▸ **Extrait**
Au milieu de la cacophonie des mesures de déconfinement, et à la veille de la réouverture des magasins de vêtements, des échoppes de souliers, des coiffeurs et autres centres de soins esthétiques (les fêtes del’ Aid obligent), les écoles restent irrémédiablement fermées, et l’année scolaire définitivement tronquée d’un trimestre (en dehors des cas particuliers des années de concours nationaux).

Au delà de la problématique pédagogique qui se pose pour toutes les institutions éducatives, une polémique surnage depuis quelques semaines touchant crûment les écoles privées, surtout celles du primaire. Polémique que l’on aurait tort de regarder au travers du filtre des préjugés, légitimes ou pas, que l’on pourrait avoir sur un secteur qui s’est imposé, bon gré mal gré, depuis quelques décennies comme étant incontournable.

▸ **Données fournies**
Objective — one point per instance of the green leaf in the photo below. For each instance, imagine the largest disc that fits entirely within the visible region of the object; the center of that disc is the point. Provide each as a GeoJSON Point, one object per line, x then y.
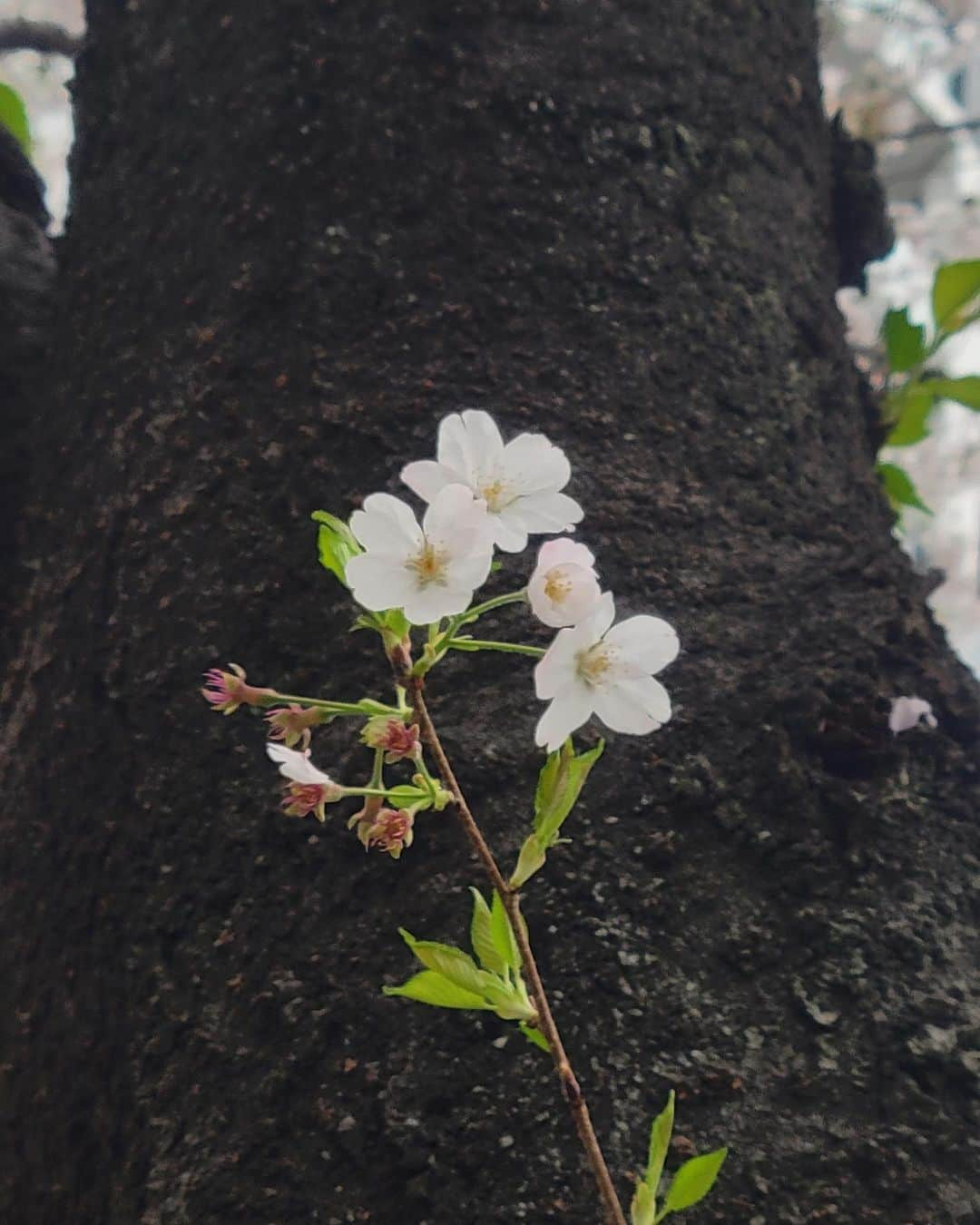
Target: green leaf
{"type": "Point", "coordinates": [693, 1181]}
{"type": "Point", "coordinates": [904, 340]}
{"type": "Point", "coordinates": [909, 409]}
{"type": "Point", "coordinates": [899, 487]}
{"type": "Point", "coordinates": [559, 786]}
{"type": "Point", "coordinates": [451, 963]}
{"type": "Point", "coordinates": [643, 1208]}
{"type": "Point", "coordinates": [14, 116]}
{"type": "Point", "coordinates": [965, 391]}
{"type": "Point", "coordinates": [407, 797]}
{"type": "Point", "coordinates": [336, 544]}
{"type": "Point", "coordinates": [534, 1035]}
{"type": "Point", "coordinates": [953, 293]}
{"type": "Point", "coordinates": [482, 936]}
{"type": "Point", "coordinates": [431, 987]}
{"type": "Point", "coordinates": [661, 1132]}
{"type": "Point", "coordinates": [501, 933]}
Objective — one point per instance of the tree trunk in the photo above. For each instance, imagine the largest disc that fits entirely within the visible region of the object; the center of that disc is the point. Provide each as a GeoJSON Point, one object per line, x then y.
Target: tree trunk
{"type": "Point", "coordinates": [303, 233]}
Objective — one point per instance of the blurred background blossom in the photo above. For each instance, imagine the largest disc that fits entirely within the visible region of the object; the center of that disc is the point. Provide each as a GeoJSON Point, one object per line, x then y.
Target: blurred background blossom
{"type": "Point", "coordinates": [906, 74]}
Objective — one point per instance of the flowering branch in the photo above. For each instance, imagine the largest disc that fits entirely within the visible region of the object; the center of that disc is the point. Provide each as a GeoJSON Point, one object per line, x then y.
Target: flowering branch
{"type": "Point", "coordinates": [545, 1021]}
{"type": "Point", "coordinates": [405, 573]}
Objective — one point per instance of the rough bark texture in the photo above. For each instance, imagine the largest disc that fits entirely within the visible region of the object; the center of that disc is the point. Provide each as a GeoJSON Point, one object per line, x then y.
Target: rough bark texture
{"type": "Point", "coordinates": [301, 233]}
--
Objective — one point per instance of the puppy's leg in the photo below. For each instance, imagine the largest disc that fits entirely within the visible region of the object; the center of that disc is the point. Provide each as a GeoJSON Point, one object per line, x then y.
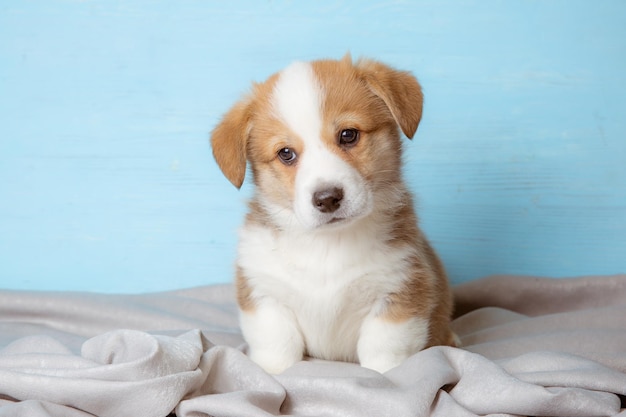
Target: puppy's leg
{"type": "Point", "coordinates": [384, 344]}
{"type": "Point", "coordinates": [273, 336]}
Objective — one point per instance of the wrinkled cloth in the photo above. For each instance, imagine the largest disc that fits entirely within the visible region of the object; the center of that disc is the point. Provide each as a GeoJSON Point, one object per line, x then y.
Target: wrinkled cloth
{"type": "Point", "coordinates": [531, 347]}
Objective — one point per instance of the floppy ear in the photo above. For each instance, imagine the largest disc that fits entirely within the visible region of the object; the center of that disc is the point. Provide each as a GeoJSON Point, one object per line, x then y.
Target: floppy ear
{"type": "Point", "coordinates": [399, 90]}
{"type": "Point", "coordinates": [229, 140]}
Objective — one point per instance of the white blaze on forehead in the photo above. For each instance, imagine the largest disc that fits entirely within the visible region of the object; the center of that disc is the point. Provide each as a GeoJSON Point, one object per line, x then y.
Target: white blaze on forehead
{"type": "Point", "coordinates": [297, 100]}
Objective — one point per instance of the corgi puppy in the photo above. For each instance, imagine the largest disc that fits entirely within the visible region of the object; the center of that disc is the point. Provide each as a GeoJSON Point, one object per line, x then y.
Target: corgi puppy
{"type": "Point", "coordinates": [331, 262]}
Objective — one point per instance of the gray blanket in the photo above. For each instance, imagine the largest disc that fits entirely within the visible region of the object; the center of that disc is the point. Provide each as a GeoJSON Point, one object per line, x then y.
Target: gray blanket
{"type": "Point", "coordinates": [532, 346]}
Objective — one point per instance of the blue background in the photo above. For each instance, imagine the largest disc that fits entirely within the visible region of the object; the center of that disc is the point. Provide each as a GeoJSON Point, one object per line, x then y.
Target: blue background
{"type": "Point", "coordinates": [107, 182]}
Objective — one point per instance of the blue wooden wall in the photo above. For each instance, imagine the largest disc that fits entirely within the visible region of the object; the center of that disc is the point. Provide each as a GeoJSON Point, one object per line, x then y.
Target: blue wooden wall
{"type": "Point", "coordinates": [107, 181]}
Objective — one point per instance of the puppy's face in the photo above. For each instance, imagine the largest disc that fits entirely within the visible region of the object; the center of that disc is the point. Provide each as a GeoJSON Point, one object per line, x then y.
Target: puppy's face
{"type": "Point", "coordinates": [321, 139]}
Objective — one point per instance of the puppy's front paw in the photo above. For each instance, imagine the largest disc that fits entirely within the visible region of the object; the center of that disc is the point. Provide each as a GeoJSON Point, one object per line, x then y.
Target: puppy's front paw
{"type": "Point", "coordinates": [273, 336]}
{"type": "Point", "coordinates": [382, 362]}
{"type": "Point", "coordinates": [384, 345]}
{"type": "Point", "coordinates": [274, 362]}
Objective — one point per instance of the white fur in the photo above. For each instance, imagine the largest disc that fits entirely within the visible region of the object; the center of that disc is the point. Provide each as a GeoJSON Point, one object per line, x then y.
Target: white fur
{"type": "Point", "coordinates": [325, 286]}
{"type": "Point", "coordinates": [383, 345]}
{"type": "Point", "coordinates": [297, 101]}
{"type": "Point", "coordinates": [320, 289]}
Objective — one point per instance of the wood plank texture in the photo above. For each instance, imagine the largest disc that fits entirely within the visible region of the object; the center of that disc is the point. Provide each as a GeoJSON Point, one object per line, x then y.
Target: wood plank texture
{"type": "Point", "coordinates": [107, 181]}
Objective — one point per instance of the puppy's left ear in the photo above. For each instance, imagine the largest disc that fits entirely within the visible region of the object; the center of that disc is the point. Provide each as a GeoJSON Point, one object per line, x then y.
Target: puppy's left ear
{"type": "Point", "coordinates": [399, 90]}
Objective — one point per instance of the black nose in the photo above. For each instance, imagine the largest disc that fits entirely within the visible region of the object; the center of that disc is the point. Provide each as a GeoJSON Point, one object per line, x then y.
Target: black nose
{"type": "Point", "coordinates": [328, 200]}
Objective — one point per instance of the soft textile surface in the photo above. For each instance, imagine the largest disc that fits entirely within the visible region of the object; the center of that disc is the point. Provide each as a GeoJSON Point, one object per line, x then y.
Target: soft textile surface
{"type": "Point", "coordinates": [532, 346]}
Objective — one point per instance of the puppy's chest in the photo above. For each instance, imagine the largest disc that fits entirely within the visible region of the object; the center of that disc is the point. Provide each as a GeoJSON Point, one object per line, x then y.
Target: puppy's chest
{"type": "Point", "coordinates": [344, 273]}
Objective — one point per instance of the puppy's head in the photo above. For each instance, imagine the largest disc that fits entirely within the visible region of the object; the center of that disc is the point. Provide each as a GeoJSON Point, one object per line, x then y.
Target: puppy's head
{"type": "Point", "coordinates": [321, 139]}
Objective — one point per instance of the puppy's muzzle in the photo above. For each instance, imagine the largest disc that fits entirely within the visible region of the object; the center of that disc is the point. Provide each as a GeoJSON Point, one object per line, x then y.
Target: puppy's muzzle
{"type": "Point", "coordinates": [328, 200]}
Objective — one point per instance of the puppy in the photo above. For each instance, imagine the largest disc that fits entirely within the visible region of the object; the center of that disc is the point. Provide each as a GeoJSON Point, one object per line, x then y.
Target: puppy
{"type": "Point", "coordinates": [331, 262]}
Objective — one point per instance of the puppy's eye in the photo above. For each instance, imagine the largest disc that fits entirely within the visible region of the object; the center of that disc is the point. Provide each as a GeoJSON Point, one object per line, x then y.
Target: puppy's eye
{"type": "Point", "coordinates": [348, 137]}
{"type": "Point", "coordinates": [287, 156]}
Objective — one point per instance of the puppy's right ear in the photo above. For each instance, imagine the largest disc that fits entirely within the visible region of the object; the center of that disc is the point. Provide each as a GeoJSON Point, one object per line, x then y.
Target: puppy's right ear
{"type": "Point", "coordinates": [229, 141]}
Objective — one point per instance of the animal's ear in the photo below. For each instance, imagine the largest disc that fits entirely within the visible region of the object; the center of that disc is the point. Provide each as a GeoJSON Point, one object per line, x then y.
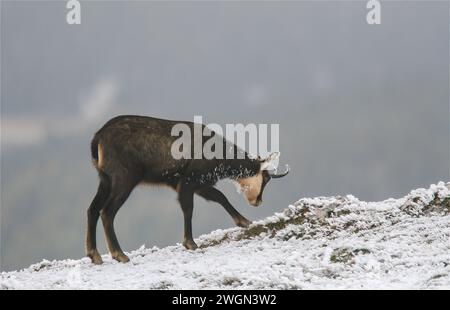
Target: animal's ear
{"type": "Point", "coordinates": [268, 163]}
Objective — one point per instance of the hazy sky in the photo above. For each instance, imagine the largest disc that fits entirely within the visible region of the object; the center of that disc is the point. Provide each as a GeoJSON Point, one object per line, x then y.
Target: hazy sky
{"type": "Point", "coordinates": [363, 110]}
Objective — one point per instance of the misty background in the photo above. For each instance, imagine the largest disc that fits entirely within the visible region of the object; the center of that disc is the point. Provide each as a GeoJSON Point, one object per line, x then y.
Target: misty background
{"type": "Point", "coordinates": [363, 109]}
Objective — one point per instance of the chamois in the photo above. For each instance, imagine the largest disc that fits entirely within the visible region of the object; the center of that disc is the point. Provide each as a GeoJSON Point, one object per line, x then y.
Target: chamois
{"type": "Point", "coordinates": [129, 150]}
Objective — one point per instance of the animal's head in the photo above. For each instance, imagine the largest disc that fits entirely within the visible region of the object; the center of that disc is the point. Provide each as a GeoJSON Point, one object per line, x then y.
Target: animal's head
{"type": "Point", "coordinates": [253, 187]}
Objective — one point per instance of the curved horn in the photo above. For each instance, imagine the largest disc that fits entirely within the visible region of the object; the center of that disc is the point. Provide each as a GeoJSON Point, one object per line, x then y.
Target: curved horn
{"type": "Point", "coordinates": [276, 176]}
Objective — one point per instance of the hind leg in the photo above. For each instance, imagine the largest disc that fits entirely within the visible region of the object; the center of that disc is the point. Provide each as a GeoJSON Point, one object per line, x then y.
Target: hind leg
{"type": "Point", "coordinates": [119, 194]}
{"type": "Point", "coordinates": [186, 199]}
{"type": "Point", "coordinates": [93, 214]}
---
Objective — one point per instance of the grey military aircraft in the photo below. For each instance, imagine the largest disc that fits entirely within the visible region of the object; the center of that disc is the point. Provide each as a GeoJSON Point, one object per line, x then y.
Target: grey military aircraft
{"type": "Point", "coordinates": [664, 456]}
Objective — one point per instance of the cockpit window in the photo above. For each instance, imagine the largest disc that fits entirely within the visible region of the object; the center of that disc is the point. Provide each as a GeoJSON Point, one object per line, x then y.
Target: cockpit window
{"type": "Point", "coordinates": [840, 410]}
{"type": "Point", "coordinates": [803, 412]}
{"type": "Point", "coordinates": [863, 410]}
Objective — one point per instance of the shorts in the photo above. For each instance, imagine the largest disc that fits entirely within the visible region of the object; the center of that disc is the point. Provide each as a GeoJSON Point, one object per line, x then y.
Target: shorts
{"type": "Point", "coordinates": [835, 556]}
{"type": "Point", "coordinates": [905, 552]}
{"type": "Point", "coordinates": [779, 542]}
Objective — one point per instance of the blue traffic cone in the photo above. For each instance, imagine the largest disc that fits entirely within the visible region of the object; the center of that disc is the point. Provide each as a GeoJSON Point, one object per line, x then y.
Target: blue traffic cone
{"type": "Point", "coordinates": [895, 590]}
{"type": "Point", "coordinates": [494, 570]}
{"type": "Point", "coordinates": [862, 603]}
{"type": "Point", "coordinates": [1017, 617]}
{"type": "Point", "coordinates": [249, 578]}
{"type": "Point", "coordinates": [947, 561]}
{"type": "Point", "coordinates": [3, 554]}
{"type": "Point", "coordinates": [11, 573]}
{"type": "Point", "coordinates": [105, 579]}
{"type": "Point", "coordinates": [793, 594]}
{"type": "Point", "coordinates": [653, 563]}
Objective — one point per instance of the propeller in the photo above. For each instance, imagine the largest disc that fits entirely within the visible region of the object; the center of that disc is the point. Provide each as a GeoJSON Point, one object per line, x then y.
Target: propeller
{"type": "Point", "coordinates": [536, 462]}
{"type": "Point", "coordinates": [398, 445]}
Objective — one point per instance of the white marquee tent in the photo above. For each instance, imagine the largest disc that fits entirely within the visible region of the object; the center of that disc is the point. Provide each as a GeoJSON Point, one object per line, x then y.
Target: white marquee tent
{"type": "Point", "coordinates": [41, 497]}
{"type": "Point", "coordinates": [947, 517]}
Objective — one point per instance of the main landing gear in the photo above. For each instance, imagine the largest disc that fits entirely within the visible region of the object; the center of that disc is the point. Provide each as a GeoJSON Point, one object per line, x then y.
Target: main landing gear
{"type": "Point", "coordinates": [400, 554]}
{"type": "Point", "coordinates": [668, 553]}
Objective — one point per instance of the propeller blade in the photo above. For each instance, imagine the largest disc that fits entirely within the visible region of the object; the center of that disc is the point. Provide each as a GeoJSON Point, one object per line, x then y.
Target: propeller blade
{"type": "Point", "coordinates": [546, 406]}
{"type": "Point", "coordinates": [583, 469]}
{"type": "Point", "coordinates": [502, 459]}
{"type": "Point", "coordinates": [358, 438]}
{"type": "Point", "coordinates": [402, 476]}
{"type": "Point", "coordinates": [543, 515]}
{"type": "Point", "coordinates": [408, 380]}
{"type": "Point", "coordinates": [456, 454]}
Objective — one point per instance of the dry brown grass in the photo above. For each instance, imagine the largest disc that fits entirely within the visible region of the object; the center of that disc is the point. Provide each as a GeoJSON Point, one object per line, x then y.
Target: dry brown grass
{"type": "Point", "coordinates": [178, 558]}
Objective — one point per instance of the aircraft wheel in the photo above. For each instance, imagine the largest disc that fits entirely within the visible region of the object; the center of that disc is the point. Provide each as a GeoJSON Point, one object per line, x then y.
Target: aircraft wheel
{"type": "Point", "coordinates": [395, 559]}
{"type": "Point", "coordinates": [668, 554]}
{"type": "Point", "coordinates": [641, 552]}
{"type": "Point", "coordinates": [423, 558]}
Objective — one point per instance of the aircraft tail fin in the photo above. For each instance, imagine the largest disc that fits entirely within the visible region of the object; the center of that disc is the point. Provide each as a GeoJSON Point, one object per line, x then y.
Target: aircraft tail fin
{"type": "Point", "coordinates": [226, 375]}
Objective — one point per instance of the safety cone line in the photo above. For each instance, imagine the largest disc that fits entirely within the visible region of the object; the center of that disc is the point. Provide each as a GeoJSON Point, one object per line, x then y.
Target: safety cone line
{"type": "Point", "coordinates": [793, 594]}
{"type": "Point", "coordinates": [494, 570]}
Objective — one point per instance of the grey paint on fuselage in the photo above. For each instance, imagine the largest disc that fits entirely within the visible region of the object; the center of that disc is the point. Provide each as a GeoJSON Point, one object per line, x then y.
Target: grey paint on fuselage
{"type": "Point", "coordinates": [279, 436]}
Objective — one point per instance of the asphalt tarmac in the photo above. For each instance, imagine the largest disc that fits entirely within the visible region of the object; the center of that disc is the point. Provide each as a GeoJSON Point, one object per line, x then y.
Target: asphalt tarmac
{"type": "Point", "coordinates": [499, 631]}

▸ **Consigne 1**
Recopiez fidèlement le passage de l'extrait sur la fermeture des écoles, de « Au milieu de » à « comme étant incontournable. ».
▸ **Consigne 2**
Comptez les lignes des entrées où figure le mot « front » et donnez seulement ce nombre.
L'extrait et les entrées sont indépendants les uns des autres.

▸ **Corrigé 1**
Au milieu de la cacophonie des mesures de déconfinement, et à la veille de la réouverture des magasins de vêtements, des échoppes de souliers, des coiffeurs et autres centres de soins esthétiques (les fêtes del’ Aid obligent), les écoles restent irrémédiablement fermées, et l’année scolaire définitivement tronquée d’un trimestre (en dehors des cas particuliers des années de concours nationaux).

Au delà de la problématique pédagogique qui se pose pour toutes les institutions éducatives, une polémique surnage depuis quelques semaines touchant crûment les écoles privées, surtout celles du primaire. Polémique que l’on aurait tort de regarder au travers du filtre des préjugés, légitimes ou pas, que l’on pourrait avoir sur un secteur qui s’est imposé, bon gré mal gré, depuis quelques décennies comme étant incontournable.

▸ **Corrigé 2**
2